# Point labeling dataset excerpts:

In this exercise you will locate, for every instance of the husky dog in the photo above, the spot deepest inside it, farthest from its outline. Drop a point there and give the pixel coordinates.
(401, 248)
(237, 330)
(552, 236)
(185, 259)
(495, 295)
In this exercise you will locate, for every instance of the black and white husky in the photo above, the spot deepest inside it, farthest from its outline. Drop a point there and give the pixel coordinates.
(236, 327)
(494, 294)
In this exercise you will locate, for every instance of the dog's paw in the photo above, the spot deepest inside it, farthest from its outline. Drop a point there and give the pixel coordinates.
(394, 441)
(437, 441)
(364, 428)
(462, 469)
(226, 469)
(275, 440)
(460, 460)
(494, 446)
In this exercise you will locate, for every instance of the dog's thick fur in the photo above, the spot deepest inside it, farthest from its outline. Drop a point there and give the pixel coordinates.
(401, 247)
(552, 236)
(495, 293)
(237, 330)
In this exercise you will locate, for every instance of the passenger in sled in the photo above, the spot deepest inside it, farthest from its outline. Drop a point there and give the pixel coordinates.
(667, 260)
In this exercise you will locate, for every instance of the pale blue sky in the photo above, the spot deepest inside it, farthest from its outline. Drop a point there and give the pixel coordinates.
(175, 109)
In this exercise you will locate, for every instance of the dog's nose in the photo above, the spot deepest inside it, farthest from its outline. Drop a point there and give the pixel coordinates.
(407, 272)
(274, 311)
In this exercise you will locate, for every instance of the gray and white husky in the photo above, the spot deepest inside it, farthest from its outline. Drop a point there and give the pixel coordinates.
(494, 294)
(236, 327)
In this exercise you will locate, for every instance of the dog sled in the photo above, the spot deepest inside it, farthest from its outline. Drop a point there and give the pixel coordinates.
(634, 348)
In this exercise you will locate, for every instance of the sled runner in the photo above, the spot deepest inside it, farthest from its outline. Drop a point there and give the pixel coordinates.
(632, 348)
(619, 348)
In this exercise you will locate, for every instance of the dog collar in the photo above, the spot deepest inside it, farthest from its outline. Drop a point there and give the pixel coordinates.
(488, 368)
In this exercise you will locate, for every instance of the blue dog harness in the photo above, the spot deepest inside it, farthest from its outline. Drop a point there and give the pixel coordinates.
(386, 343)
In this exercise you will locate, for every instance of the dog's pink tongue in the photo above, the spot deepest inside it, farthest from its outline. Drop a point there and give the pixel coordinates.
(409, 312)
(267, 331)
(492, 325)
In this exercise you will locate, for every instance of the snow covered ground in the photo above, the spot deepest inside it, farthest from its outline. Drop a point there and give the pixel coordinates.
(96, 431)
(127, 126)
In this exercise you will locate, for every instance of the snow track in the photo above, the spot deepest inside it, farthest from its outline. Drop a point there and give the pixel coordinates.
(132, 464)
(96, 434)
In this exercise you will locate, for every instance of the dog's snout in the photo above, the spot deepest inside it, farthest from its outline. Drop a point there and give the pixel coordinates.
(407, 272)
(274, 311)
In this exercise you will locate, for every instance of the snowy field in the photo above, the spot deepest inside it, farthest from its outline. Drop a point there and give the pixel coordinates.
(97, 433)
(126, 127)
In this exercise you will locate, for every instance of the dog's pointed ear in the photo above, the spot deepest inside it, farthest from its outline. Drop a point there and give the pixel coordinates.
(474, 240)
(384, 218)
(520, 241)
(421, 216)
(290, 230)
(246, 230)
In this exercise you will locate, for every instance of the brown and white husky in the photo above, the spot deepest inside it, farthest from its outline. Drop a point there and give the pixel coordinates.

# Instruction:
Starting at the line with "of the snowy", copy every line up to and including the last one in the entries above.

# Written response:
In this exercise you will locate, for every instance of the snowy field in the photo above, the spot deepest inside it, farthest from its outline. Drop a point there and give the pixel coordinates.
(97, 433)
(126, 127)
In this exercise you will locate, for every instance of the dog's pointed ear in the photo above, the spot deepest inside it, farthest from its outline. Drop a point there and give the pixel coordinates.
(474, 240)
(384, 218)
(520, 241)
(421, 216)
(290, 230)
(246, 230)
In this exercise you will locate, for every instance of the brown and white husky in the photo above, the spot deepest inside it, farthest from its outline. Drop a point there and give the pixel coordinates.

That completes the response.